--- START Document passage ---
The reefs of Cozumel are part of the second largest reef system in the world. Covering nearly 115 million acres, the almost 700-mile-long Mesoamerican Reef stretches from the northern tip of the Yucatan Peninsula in Mexico all the way to the Bay Islands in Northern Honduras.
The Mesoamerican reef is unique in the Western Hemisphere not only for its size but also because of its biodiversity. It is home to more than 65 species of hard coral and more than 500 species of fish, including the mammoth whale shark - the largest fish in the world. An ancient natural system, the reef is more than 225 million years old and functions as a natural barrier to storms and hurricanes.
Much like the rainforests, the reef systems are crucial links to all plant and animal life on earth.
Some of the places in the Marine Park that you will explore with Blue Magic Scuba are:
BARRACUDA - Depth 45 -110 ft. (Expert)
Currents are usually 3-10 knots and run straight out to sea. We take only small groups of experienced drift divers to this dive site.
SAN JUAN - Depth 70 - 80 ft. (Expert)
Currents are usually 3-10 knots and also run straight out to sea. We take only small groups of experienced drift divers to this dive site.
VILLABLANCA - Depth 50 - 60 ft. (Intermediate)
Different! Instead of the huge stony coral buttresses so typical of the southern deep reefs, the sloping wall here is dominated by huge sponges, gorgonians, and big schools of jacks and angelfish. It is recommended that novices make this one from a boat, but this site can be dived by more experienced divers from the beach.
--- END Document passage ---
--- START Extracted data ---
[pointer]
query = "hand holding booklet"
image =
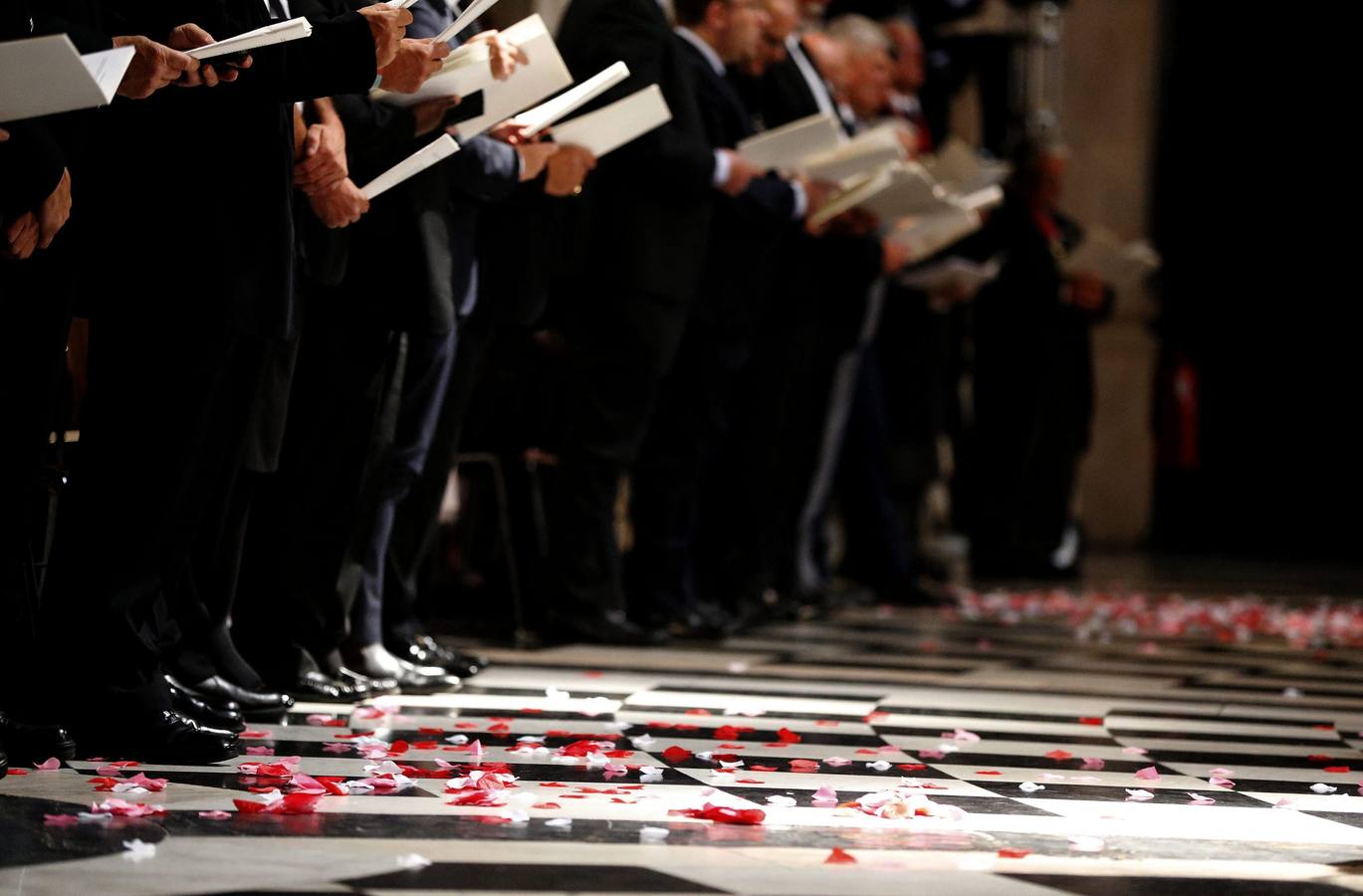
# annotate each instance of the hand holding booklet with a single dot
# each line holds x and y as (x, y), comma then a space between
(45, 76)
(610, 127)
(412, 165)
(790, 144)
(568, 102)
(465, 19)
(268, 36)
(532, 82)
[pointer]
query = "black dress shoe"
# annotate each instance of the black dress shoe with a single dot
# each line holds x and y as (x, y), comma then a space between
(165, 738)
(423, 679)
(427, 651)
(255, 705)
(191, 707)
(321, 688)
(602, 626)
(364, 686)
(34, 744)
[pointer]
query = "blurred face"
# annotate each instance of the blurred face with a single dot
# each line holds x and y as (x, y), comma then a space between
(871, 81)
(831, 60)
(1049, 183)
(908, 58)
(783, 18)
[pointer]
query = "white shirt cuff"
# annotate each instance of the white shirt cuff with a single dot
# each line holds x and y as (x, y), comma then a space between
(723, 168)
(801, 201)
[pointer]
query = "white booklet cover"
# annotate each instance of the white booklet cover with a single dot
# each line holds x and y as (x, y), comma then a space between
(45, 76)
(787, 146)
(265, 36)
(432, 153)
(532, 82)
(610, 127)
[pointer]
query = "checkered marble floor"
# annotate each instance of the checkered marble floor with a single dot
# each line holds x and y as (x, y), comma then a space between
(1044, 766)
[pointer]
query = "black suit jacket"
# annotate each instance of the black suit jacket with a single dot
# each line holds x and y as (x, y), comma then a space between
(643, 216)
(745, 229)
(39, 149)
(198, 183)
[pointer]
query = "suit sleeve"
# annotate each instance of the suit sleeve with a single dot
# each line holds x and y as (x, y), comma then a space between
(30, 166)
(377, 135)
(337, 59)
(772, 194)
(668, 155)
(484, 169)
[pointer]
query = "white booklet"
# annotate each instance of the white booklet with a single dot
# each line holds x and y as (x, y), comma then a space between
(610, 127)
(787, 146)
(894, 191)
(462, 73)
(956, 273)
(45, 76)
(1119, 265)
(414, 164)
(465, 19)
(569, 102)
(266, 36)
(931, 233)
(961, 169)
(532, 82)
(859, 157)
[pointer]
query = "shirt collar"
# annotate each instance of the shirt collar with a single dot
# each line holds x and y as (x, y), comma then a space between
(710, 56)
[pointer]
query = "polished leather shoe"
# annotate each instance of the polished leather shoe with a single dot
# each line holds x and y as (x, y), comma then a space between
(166, 738)
(191, 707)
(321, 688)
(602, 626)
(417, 679)
(427, 651)
(366, 688)
(34, 744)
(255, 705)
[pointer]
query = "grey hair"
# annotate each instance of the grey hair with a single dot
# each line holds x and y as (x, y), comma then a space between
(859, 32)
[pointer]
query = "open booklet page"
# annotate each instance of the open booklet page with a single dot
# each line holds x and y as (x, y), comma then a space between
(45, 76)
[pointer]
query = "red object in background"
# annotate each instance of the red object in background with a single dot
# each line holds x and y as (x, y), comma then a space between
(1177, 413)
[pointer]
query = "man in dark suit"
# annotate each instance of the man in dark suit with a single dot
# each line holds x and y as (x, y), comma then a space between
(47, 172)
(487, 169)
(642, 231)
(691, 419)
(174, 349)
(784, 441)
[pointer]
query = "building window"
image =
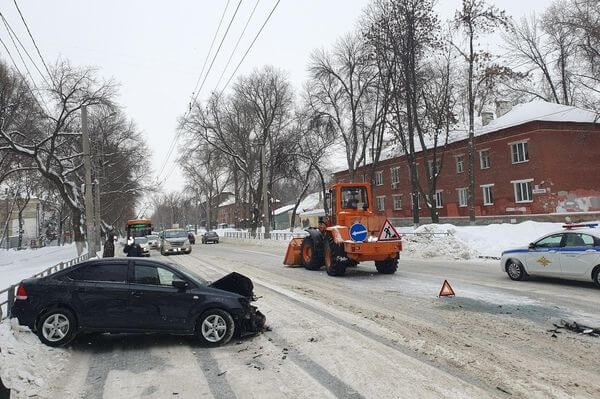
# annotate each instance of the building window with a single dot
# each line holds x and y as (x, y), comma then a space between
(460, 163)
(439, 198)
(520, 152)
(484, 159)
(381, 203)
(462, 197)
(415, 199)
(395, 174)
(379, 178)
(523, 192)
(397, 202)
(434, 171)
(488, 197)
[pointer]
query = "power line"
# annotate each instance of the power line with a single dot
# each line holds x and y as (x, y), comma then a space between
(217, 52)
(33, 40)
(195, 97)
(20, 73)
(249, 47)
(7, 24)
(236, 45)
(236, 68)
(210, 48)
(177, 134)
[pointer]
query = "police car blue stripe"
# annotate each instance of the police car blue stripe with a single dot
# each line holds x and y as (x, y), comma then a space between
(564, 249)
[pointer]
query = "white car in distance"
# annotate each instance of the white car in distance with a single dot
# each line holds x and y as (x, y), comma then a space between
(572, 253)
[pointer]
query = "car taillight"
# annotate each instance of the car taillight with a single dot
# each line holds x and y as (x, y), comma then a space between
(21, 293)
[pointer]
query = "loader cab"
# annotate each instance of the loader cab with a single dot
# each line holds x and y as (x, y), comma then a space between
(349, 200)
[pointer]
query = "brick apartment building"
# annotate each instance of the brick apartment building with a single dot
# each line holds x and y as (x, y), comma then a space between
(538, 160)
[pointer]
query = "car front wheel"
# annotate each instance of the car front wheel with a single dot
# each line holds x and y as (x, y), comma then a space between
(515, 270)
(56, 327)
(215, 327)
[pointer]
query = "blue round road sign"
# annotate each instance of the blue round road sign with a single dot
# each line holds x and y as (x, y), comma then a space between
(358, 232)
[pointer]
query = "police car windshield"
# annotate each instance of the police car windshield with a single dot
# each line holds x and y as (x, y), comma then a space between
(354, 198)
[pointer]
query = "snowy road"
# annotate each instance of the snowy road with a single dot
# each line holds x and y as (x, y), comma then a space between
(364, 335)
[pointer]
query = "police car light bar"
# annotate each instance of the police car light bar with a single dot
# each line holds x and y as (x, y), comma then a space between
(575, 226)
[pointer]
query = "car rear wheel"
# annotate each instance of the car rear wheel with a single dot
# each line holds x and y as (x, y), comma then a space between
(596, 275)
(310, 255)
(388, 266)
(334, 265)
(215, 327)
(515, 270)
(56, 327)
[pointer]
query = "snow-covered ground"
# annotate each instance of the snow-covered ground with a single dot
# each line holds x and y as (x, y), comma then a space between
(17, 265)
(25, 362)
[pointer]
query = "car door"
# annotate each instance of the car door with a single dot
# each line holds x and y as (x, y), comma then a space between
(544, 256)
(579, 255)
(100, 294)
(154, 303)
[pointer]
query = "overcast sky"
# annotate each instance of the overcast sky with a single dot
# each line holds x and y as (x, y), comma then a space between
(156, 49)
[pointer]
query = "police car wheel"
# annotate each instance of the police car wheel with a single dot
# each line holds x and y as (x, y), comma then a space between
(515, 270)
(596, 275)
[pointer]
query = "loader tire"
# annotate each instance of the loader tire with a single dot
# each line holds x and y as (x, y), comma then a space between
(388, 266)
(310, 255)
(333, 258)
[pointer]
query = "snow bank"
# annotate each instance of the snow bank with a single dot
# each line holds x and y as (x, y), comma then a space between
(467, 242)
(25, 361)
(18, 265)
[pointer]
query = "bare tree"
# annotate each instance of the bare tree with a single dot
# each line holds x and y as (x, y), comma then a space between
(475, 18)
(343, 88)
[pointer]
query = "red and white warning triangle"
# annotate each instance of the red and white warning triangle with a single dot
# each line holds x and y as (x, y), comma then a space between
(388, 232)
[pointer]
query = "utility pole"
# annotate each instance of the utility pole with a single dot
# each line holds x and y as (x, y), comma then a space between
(7, 220)
(88, 199)
(98, 235)
(265, 192)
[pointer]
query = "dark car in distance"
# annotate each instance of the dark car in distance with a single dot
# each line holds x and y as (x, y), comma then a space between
(210, 236)
(136, 295)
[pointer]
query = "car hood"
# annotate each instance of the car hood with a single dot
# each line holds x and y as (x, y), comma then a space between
(176, 239)
(516, 250)
(236, 283)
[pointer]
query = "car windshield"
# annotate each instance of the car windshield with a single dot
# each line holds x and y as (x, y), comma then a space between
(175, 234)
(354, 198)
(189, 273)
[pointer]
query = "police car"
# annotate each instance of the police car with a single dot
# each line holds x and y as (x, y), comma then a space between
(572, 253)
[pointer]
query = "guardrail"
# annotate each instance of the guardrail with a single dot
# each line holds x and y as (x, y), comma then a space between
(259, 236)
(11, 290)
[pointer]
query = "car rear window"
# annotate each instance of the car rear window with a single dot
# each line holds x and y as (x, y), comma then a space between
(107, 272)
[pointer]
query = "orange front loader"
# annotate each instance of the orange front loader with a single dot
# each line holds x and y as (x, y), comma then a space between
(347, 236)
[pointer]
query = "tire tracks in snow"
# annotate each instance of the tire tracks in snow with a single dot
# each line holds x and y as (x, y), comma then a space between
(366, 333)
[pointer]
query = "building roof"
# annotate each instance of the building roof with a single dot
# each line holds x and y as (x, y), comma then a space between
--- END Extracted data ---
◆ Work to do ◆
**1.** In the Cozumel reef passage, recast the paragraph beginning "The Mesoamerican reef is unique" as a short bulleted list that keeps its main facts.
**2.** From the Cozumel reef passage, write out the stretch from "The reefs of" through "-110 ft. (Expert)" word for word.
**3.** Write what comes next in the passage about Cozumel's reefs and dive sites, picking up after its final sentence.

◆ Answer list ◆
**1.**
- Unique in the Western Hemisphere for both its size and its biodiversity
- Home to more than 65 species of hard coral and more than 500 species of fish, including the whale shark, the largest fish in the world
- More than 225 million years old
- Acts as a natural barrier to storms and hurricanes

**2.**
The reefs of Cozumel are part of the second largest reef system in the world. Covering nearly 115 million acres, the almost 700-mile-long Mesoamerican Reef stretches from the northern tip of the Yucatan Peninsula in Mexico all the way to the Bay Islands in Northern Honduras.
The Mesoamerican reef is unique in the Western Hemisphere not only for its size but also because of its biodiversity. It is home to more than 65 species of hard coral and more than 500 species of fish, including the mammoth whale shark - the largest fish in the world. An ancient natural system, the reef is more than 225 million years old and functions as a natural barrier to storms and hurricanes.
Much like the rainforests, the reef systems are crucial links to all plant and animal life on earth.
Some of the places in the Marine Park that you will explore with Blue Magic Scuba are:
BARRACUDA - Depth 45 -110 ft. (Expert)

**3.**
PARADISE - Depth 45 ft.(Novice)
This is actually a series of three separate reefs. It is 200 yards from the shore and accessible to beach divers. All 3 sections are abundant with marine life of every size, color and description. Expect to see crab, lobster and a plethora of multicolored tropical fish. Look closely under ledges and in holes and you're likely to spy the reclusive Splendid Toad Fish, reputed to live nowhere in the world other than Cozumel. Paradise reef is the island's most popular night diving location.
CHANKANAAB - Depth 55 ft. (Novice)
Is just south of Parque Chankanaab and about 350 yards offshore. The coral formations and marine life are similar to but a little less populated than Paradise. Chankanaab is another good location for night diving.
TORMENTOS - Depth 40-70 ft. (Intermediate)
Some of the fastest currents allow you to soar over a series of colorful coral heads separated by sand valleys where you can almost always visit with a very friendly and big moray eel. A dive master's favorite.
YUCAB - Depth 60 ft. (Novice)
Yucab's dense low profile ribbon of corals and sponges is a cornucopia of life and color. Barracuda are almost always seen here and the current is usually swift.
PASO DEL CEDRAL - Depth 50-90 ft. (Intermediate)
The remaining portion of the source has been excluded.